++++ SOURCE MATERIAL

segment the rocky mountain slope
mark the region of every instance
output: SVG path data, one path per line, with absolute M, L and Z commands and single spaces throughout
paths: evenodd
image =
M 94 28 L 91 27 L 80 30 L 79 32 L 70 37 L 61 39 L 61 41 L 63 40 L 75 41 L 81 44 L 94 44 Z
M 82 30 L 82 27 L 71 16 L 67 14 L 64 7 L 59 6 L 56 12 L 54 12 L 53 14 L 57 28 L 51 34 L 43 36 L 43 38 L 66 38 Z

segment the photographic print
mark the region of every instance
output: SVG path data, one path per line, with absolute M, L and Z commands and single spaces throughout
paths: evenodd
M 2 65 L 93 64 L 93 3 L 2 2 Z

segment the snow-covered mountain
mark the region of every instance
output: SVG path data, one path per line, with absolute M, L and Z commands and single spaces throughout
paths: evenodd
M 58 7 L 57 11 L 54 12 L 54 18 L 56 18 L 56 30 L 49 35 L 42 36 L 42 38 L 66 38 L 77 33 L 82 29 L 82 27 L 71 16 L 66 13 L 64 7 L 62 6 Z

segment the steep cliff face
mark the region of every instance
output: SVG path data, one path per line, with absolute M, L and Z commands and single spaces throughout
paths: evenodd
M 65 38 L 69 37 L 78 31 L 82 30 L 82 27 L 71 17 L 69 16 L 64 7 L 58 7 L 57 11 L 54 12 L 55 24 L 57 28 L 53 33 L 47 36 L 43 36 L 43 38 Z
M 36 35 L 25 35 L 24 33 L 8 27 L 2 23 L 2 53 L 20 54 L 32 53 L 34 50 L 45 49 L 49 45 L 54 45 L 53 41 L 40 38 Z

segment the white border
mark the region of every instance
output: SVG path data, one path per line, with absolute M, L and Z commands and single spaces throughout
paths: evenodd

++++++++

GIVEN REQUEST
Duplicate the records starting with the line containing "segment the photographic print" and going on through the end of the records.

WRITTEN SOLUTION
segment the photographic print
mark the region of every instance
output: SVG path data, one path per line, with absolute M, L and Z commands and single spaces throughout
paths: evenodd
M 2 65 L 93 64 L 93 3 L 2 2 Z

segment the snow-covered mountain
mark the region of every instance
output: SVG path data, one path per line, with absolute M, L and Z commands and single spaces throughout
paths: evenodd
M 58 7 L 57 11 L 54 12 L 54 18 L 56 18 L 56 30 L 49 35 L 42 36 L 42 38 L 66 38 L 77 33 L 82 29 L 82 27 L 71 16 L 66 13 L 64 7 L 62 6 Z

segment the steep cliff face
mark the region of every instance
output: SVG path data, one path per line, with absolute M, L and Z commands and single spaces throughout
paths: evenodd
M 65 38 L 69 37 L 78 31 L 82 30 L 82 27 L 71 17 L 69 16 L 64 7 L 58 7 L 57 11 L 54 12 L 55 24 L 57 28 L 53 33 L 47 36 L 43 36 L 43 38 Z
M 36 35 L 25 35 L 24 33 L 8 27 L 2 23 L 2 53 L 20 54 L 32 53 L 34 50 L 45 49 L 49 45 L 54 45 L 53 41 L 40 38 Z

segment the white border
mark the region of every instance
output: SVG path data, one path per line, with absolute M, L and Z commands and single spaces throughout
paths: evenodd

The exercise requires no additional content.